─── EXERCISE INPUTS

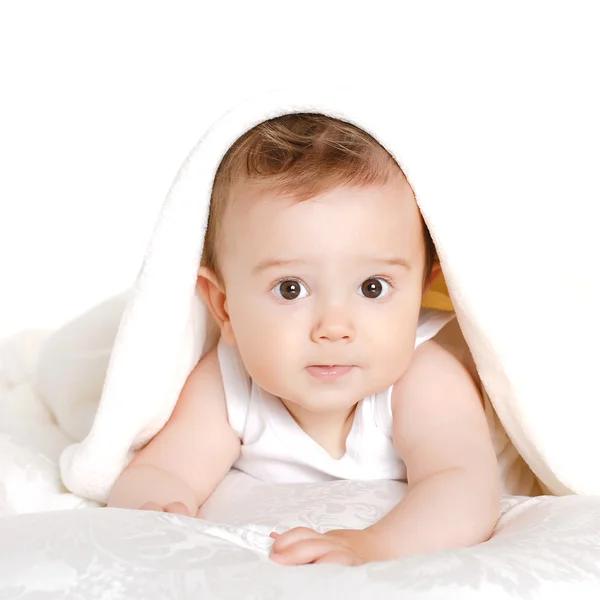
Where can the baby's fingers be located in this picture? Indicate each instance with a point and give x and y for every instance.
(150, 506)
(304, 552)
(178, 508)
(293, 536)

──────
─── EXERCISE INPUTS

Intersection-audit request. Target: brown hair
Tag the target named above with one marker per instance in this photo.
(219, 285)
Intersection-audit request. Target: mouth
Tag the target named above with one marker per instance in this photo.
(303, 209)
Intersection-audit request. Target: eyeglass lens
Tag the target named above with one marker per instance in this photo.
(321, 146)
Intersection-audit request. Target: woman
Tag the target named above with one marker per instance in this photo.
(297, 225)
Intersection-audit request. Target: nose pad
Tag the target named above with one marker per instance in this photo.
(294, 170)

──────
─── EXERCISE INPUTS

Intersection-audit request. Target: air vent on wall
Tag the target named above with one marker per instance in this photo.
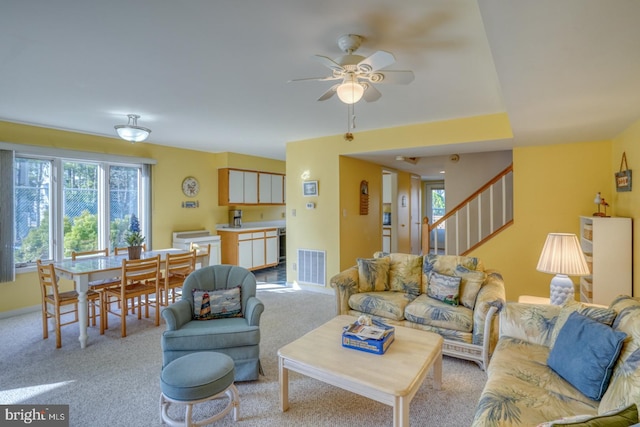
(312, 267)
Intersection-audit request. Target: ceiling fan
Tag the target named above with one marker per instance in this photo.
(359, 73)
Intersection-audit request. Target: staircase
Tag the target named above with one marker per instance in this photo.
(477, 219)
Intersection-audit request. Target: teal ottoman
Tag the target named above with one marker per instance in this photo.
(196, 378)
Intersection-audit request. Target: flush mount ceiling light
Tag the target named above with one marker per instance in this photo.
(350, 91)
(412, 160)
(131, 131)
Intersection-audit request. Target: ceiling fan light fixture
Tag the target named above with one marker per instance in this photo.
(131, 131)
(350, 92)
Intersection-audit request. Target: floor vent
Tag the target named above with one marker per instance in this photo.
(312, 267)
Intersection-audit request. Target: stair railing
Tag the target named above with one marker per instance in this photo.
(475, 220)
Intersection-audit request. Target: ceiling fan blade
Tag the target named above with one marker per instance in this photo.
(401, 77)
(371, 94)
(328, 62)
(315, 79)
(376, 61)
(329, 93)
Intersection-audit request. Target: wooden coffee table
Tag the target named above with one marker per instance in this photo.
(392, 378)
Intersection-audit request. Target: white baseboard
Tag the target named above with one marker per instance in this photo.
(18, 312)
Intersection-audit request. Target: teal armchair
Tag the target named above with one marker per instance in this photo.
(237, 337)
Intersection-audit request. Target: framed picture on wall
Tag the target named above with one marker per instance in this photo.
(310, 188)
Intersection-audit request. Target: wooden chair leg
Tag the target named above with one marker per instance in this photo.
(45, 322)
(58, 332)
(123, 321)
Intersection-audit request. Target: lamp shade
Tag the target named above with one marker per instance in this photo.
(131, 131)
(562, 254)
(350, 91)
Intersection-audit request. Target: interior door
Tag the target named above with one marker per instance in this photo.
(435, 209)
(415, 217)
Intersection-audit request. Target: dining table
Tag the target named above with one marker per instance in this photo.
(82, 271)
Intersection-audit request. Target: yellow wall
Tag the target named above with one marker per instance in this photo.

──────

Among the entries above, how many lines contain the string "teal"? Only the number should be given.

- ANSWER SPACE
2